*QUOTED TEXT*
◇ ◇ ◇ ◇ ◇
Tennessee Williams classic, The Glass Menagerie, launches Arden Theatre Company’s 35th season

-Brenda Hillegas
Feature photo: Frank Jimenez and Hannah Brannau by John C. Hawthorne

Once again, Tennessee Williams kicks off Arden Theatre Company’s season, this time with his beloved classic, The Glass Menagerie. The play, originally produced in 1944, is semi-autobiographical and placed Williams on the map as one of the most important playwrights of the 20th century. Known as a “memory play”- a term coined by Williams to describe the style in which The Glass Menagerie is presented- the production has seen countless revivals on the Broadway stage and theatres across the world.

We watch the The Glass Menagerie unfold through the memories of Tom (played by Sean Lally), the head of the Wingfield household. He shares a small apartment with his mother Amanda (Krista Apple), who was once a Southern bell, and his shy, fragile sister Laura (Hannah Brannau in her Arden debut) who spends her days hiding from business college and admiring her collection of glass animals. Tom wants to leave home, but can’t do so until he helps his mother find a gentleman caller for Laura. He brings home a friend (Frank Jimenez) to meet Laura, but the effort doesn’t go as planned.
◇ ◇ ◇ ◇ ◇
*LISTED RECORDS*

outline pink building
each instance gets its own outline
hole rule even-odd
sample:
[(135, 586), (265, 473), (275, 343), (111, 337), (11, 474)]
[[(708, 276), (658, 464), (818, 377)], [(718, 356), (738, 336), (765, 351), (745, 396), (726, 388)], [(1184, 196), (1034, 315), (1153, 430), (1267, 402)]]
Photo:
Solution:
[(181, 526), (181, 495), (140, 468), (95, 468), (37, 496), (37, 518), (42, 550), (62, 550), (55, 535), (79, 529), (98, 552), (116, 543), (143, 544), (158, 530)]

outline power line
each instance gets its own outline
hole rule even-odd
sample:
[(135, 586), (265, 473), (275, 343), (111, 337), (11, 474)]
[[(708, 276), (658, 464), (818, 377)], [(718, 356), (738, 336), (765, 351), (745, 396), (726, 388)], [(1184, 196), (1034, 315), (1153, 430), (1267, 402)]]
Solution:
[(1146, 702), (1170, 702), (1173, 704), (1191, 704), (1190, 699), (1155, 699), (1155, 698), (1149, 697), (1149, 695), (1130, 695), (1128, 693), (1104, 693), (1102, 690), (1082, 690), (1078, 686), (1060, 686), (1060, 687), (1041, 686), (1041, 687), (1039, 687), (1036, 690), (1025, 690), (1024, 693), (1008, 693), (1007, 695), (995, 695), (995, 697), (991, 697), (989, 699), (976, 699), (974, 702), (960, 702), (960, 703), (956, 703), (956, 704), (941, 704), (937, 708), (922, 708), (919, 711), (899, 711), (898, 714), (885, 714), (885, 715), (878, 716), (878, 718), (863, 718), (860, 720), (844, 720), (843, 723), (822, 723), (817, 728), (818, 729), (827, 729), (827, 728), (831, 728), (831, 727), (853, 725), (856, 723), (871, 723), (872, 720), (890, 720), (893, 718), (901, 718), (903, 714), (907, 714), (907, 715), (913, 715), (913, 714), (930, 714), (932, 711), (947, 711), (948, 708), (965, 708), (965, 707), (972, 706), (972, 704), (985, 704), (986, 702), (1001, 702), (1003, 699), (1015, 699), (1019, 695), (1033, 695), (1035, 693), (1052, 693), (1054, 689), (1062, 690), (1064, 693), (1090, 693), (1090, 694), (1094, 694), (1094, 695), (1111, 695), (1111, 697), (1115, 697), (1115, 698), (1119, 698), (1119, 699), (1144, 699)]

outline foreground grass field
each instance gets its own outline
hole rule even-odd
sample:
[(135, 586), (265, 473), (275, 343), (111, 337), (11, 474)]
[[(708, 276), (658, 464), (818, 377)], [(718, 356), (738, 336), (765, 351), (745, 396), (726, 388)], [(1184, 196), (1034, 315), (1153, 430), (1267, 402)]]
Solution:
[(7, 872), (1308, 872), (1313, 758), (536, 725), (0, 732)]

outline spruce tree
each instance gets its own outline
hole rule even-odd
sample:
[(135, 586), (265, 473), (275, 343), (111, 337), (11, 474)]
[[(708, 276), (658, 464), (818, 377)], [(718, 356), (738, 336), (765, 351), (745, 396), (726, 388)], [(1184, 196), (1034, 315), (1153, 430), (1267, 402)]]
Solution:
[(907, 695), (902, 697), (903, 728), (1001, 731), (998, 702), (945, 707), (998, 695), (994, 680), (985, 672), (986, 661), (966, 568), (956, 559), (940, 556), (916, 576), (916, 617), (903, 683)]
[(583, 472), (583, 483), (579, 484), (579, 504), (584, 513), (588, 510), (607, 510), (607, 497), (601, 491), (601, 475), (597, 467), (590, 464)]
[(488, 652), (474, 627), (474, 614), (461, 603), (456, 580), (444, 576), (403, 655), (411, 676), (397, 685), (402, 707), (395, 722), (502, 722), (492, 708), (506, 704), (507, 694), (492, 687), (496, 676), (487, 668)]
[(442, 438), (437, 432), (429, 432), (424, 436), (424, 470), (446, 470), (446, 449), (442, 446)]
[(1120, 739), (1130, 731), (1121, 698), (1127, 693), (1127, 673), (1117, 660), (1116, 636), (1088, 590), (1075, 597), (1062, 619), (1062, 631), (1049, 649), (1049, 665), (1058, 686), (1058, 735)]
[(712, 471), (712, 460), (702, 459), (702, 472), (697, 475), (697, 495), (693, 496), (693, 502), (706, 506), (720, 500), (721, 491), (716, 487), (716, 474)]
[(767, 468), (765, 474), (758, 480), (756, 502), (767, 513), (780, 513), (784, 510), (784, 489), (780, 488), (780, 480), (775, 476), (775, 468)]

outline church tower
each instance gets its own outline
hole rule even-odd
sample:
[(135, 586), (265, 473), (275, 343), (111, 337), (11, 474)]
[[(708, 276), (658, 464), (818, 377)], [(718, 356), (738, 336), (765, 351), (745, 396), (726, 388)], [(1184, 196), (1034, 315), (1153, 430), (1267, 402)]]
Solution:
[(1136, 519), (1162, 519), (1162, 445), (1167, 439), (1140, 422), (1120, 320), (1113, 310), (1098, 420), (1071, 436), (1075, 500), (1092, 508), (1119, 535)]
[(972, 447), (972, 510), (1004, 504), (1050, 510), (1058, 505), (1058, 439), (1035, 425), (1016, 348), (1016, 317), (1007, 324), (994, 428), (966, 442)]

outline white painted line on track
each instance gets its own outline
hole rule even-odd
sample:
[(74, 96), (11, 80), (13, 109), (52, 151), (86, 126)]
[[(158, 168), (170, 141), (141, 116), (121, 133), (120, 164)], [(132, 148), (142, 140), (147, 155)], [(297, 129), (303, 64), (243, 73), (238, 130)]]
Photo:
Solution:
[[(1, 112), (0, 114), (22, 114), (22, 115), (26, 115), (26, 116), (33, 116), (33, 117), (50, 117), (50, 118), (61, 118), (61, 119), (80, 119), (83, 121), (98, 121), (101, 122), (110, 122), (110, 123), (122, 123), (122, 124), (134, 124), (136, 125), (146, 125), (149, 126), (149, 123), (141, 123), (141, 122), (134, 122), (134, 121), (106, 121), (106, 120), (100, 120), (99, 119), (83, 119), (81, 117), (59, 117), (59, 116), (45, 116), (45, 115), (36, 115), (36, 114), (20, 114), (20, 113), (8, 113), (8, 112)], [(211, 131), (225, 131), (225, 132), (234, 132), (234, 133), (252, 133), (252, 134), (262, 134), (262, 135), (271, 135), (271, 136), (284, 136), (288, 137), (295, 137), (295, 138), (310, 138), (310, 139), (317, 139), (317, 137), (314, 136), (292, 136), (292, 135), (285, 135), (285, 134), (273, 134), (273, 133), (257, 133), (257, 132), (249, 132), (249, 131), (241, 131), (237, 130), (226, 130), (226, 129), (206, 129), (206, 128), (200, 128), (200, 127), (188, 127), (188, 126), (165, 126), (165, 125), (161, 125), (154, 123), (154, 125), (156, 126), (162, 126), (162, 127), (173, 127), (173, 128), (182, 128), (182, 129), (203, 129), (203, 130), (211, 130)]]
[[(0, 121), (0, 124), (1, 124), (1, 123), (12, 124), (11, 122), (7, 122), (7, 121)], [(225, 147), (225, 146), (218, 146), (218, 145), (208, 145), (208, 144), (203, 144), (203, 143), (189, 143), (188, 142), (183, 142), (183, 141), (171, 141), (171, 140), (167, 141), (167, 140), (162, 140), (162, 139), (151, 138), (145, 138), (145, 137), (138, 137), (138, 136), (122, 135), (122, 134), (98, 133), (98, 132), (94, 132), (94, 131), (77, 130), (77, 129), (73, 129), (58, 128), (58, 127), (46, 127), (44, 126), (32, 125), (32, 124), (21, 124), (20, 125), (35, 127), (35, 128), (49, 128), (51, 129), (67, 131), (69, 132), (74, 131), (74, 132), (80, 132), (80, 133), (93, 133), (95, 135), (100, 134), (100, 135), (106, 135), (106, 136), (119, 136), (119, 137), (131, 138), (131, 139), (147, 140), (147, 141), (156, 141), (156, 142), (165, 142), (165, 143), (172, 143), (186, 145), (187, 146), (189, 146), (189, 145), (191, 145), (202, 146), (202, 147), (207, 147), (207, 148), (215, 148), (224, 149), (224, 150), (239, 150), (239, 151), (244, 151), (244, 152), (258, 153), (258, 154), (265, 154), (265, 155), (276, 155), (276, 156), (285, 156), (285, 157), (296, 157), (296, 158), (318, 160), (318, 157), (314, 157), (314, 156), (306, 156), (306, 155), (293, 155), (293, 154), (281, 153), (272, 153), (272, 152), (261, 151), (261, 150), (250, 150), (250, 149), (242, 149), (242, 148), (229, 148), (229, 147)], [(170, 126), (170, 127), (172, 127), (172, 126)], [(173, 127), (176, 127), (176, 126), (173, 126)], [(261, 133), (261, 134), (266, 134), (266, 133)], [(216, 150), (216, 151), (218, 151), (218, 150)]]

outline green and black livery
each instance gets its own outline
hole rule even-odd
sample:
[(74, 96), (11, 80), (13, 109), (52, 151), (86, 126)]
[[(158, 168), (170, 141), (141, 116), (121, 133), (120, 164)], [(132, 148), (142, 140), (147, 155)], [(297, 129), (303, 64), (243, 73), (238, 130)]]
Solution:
◇ ◇ ◇ ◇ ◇
*WHAT TO WORK ON*
a) Write out the article between "-Brenda Hillegas" and "across the world.", inclusive.
b) Decide whether each statement agrees with the article, answering yes or no and quoting the words that settle it: (i) The play was first produced in 1944. (ii) Krista Apple plays Laura. (iii) Tom is free to leave home before a gentleman caller is found for Laura.
c) Answer these questions from the article:
(i) Which Arden Theatre Company season does the production launch?
(ii) Who coined the term "memory play"?
(iii) Who plays the friend Tom brings home to meet Laura?
Work only from the article about The Glass Menagerie.

*SOLUTIONS TO THE EXERCISE*
a)
-Brenda Hillegas
Feature photo: Frank Jimenez and Hannah Brannau by John C. Hawthorne

Once again, Tennessee Williams kicks off Arden Theatre Company’s season, this time with his beloved classic, The Glass Menagerie. The play, originally produced in 1944, is semi-autobiographical and placed Williams on the map as one of the most important playwrights of the 20th century. Known as a “memory play”- a term coined by Williams to describe the style in which The Glass Menagerie is presented- the production has seen countless revivals on the Broadway stage and theatres across the world.

b)
(i) Yes: "The play, originally produced in 1944"
(ii) No: "Laura (Hannah Brannau in her Arden debut)"
(iii) No: "Tom wants to leave home, but can’t do so until he helps his mother find a gentleman caller for Laura."

c)
(i) The 35th season
(ii) Tennessee Williams
(iii) Frank Jimenez